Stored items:
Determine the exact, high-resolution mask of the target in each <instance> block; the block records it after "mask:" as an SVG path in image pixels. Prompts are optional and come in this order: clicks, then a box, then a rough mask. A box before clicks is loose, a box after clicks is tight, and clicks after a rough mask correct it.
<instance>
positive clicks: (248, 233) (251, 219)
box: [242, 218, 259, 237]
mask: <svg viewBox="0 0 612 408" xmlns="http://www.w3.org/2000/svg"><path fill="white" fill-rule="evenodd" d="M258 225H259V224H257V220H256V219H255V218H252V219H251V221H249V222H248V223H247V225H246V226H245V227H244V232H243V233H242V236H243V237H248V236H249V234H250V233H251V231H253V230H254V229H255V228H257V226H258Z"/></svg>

== TASK BRIEF ==
Once you have read the records, repeat them all exactly.

== RESPONSE TO THIS TASK ==
Determine the exact, high-resolution mask of the target in each <instance> block; the block records it after "mask:" as an SVG path in image pixels. Prompts are optional and come in this order: clicks, then a box, then a rough mask. A box before clicks is loose, a box after clicks is tight, and clicks after a rough mask correct it.
<instance>
positive clicks: (248, 233) (251, 219)
box: [242, 218, 259, 237]
mask: <svg viewBox="0 0 612 408" xmlns="http://www.w3.org/2000/svg"><path fill="white" fill-rule="evenodd" d="M258 225H259V224H257V220H256V219H255V218H252V219H251V221H249V222H248V223H247V225H246V226H245V227H244V232H243V233H242V236H243V237H248V236H249V234H250V233H251V231H253V230H254V229H255V228H257V226H258Z"/></svg>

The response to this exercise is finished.